**Point annotations for photos**

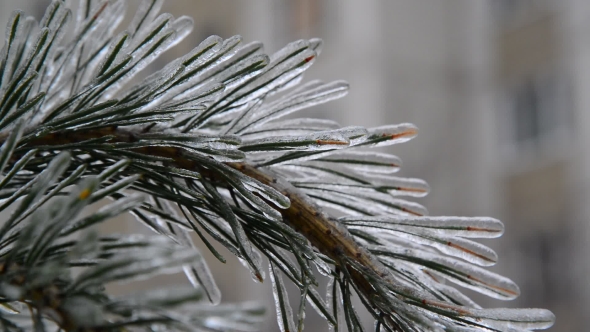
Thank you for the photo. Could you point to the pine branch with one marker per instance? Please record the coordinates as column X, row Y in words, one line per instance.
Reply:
column 202, row 142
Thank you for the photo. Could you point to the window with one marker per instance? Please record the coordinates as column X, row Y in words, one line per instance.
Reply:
column 538, row 108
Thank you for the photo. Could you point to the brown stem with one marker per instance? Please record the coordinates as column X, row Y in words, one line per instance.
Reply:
column 326, row 234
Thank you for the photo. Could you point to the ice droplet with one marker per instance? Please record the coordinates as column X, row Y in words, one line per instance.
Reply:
column 283, row 307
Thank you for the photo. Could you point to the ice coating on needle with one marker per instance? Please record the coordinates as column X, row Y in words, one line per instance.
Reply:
column 284, row 311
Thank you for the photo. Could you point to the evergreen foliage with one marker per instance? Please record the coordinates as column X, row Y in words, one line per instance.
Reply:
column 199, row 147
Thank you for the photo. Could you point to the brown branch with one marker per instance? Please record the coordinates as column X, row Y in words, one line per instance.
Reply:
column 327, row 235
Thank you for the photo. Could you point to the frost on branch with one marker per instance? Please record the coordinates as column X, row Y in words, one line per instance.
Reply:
column 198, row 147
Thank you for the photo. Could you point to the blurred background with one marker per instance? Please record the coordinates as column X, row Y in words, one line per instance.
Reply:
column 500, row 90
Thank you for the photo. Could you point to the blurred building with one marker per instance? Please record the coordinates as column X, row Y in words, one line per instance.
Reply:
column 498, row 90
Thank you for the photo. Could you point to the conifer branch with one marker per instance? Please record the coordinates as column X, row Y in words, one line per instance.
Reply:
column 209, row 153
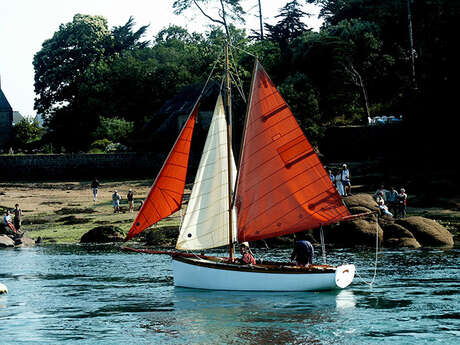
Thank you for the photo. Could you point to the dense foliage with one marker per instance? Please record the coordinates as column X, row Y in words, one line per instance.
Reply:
column 359, row 64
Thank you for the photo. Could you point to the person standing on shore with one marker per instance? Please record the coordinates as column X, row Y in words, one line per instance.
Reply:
column 130, row 197
column 17, row 217
column 346, row 180
column 95, row 186
column 402, row 200
column 116, row 201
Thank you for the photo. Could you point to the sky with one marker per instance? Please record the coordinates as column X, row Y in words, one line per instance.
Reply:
column 25, row 24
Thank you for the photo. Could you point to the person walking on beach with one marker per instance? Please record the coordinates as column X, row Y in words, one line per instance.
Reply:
column 17, row 217
column 116, row 201
column 95, row 186
column 8, row 223
column 130, row 197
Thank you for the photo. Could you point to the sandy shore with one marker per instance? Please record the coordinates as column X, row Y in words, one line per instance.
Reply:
column 63, row 211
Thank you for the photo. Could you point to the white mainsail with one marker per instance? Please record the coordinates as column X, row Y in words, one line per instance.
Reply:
column 205, row 223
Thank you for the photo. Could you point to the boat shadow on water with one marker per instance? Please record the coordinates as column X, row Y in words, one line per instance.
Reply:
column 276, row 302
column 211, row 317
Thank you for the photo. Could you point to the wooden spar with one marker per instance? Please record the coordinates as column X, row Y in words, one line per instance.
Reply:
column 229, row 152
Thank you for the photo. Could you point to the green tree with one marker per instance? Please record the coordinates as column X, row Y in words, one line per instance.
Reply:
column 290, row 25
column 61, row 63
column 228, row 11
column 25, row 132
column 114, row 129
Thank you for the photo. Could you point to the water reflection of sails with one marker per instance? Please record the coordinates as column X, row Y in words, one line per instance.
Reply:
column 255, row 316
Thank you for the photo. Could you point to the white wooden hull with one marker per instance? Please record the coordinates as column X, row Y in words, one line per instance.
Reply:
column 205, row 274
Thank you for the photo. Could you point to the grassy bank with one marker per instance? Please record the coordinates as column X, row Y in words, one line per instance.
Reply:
column 61, row 212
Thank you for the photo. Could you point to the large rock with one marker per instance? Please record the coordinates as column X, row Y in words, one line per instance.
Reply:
column 5, row 241
column 361, row 200
column 103, row 234
column 427, row 232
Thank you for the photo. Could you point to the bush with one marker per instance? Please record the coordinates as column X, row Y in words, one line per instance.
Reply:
column 99, row 146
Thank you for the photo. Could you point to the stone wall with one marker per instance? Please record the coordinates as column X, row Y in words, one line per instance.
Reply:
column 80, row 166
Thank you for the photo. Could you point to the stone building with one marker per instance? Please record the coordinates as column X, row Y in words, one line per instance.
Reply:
column 6, row 120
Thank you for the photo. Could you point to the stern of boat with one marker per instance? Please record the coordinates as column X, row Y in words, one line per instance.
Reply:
column 344, row 275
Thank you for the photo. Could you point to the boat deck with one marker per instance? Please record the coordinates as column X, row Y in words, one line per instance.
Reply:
column 266, row 266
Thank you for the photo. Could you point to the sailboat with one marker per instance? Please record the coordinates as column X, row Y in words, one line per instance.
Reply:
column 281, row 188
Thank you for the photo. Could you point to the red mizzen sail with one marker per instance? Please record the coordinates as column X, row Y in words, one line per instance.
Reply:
column 165, row 196
column 282, row 186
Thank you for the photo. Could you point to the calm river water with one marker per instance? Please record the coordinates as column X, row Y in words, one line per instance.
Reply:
column 95, row 295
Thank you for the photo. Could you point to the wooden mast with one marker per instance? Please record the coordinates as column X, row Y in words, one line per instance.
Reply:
column 229, row 151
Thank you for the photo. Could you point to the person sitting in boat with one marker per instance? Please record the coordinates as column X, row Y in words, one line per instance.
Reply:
column 303, row 252
column 246, row 255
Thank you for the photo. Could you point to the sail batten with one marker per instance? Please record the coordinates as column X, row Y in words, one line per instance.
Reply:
column 282, row 186
column 165, row 196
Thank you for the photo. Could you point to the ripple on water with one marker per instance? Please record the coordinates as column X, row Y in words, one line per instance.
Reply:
column 73, row 294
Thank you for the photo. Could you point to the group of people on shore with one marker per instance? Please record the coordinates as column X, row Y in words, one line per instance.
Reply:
column 341, row 180
column 391, row 202
column 116, row 197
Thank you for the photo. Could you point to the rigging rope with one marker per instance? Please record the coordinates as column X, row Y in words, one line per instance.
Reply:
column 239, row 84
column 371, row 283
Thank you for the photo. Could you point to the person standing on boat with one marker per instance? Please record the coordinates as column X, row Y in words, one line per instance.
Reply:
column 116, row 201
column 246, row 255
column 130, row 198
column 95, row 187
column 346, row 180
column 303, row 252
column 331, row 176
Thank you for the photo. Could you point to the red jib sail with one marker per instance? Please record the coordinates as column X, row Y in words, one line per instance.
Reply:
column 282, row 186
column 165, row 196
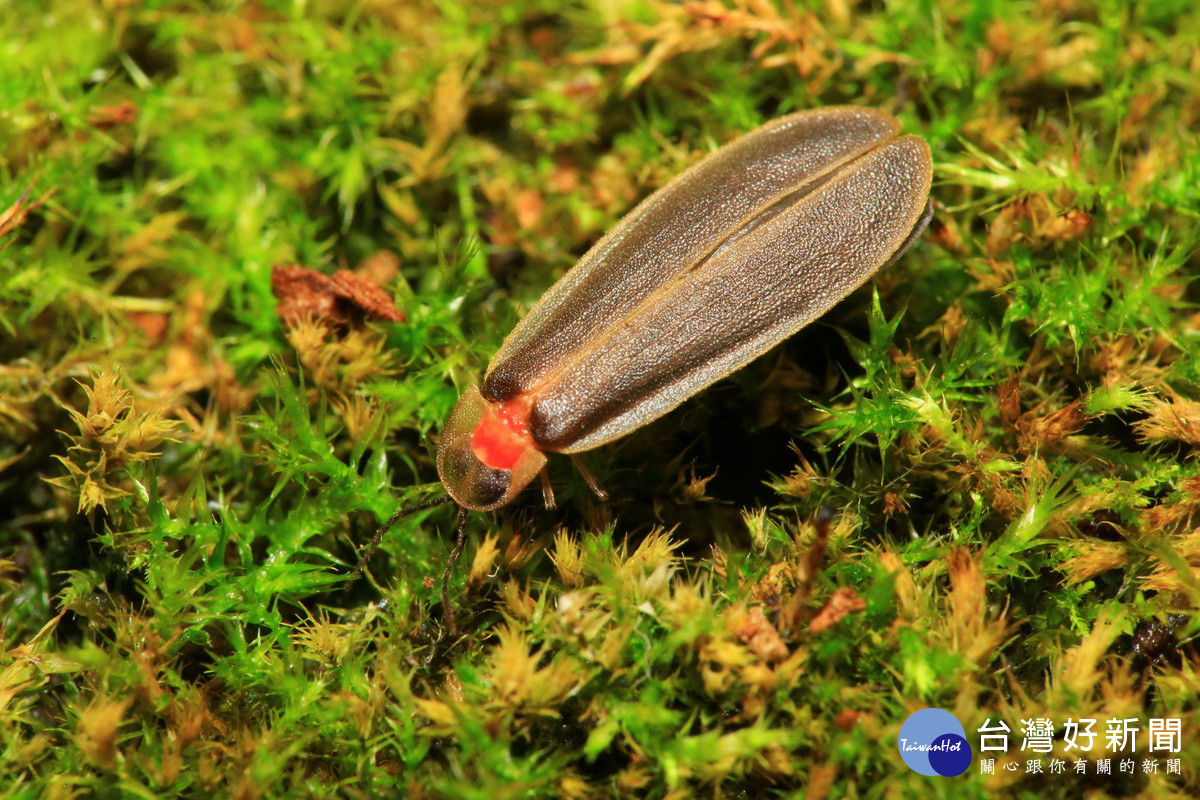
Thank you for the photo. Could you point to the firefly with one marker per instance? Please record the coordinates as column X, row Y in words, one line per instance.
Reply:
column 731, row 257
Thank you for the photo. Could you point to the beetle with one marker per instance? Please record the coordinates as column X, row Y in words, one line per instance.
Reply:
column 727, row 259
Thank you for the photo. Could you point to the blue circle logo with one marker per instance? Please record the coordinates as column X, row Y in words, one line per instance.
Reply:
column 934, row 743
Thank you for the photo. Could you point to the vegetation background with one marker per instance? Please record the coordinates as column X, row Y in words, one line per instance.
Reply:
column 1006, row 422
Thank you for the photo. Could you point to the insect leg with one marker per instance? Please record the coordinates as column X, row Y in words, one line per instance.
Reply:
column 591, row 479
column 369, row 551
column 547, row 491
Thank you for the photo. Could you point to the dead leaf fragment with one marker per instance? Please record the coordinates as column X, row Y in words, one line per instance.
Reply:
column 756, row 631
column 843, row 603
column 342, row 300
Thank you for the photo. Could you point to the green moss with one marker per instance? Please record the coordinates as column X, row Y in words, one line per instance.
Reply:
column 1006, row 423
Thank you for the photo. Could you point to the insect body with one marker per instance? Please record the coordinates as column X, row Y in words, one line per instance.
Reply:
column 727, row 259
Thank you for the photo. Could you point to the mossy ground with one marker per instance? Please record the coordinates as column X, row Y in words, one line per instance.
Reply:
column 1006, row 422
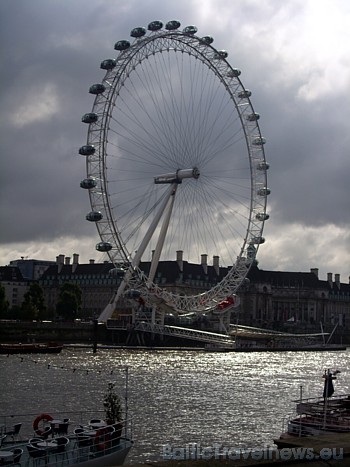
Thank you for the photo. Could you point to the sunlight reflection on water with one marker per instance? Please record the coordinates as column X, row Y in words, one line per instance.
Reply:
column 176, row 397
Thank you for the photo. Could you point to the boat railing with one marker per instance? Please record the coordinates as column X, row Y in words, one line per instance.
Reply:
column 76, row 419
column 320, row 400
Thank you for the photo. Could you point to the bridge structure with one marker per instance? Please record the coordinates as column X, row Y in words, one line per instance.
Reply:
column 206, row 337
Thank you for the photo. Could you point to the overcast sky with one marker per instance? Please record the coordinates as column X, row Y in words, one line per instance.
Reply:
column 294, row 56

**What this task involves**
Pull out the lines of the items above, from their start through the line that contains "column 500, row 90", and reproduce them word for word, leaving the pictures out.

**Task solution**
Thank you for the photo. Could you point to the pine branch with one marker per instance? Please record the coordinates as column X, row Y in words, one line per instance.
Reply:
column 202, row 142
Thank you for the photo. Could you point to the window with one marker per instance? Please record the coordinates as column X, row Y in words, one line per instance.
Reply:
column 538, row 108
Thank you for the photo. Could you point to the brown stem with one marker per instance? Please record the coordinates as column X, row Y in words, one line per instance.
Reply:
column 326, row 234
Thank you for the photo. Could you point to the ice droplet with one marker per instance? Please record the coordinates as column X, row Y in words, one line per instance.
Reply:
column 283, row 307
Thank you for the photo. Could you point to the ice coating on needle with one marker per instance? Please record the coordinates as column X, row Y in words, one line per instance.
Reply:
column 284, row 311
Thank you for the photo. Could you point to the evergreen foliage with one marker per instance? Please record the coordinates as column X, row Y in words, one line per instance.
Reply:
column 199, row 147
Thank you for the photo. Could you point to the brown branch with one marker per instance? Please record the coordinates as column X, row Y in words, one line per instance.
Reply:
column 327, row 235
Thank you for the photo. Could you point to the frost on branch with one marker per instance? Please record the coordinates as column X, row Y in words, one line per instance.
Reply:
column 198, row 147
Thank you for the photo. Could you point to the blurred background with one marker per instance? Please record the coordinates as column X, row Y in words, one line per instance.
Reply:
column 500, row 90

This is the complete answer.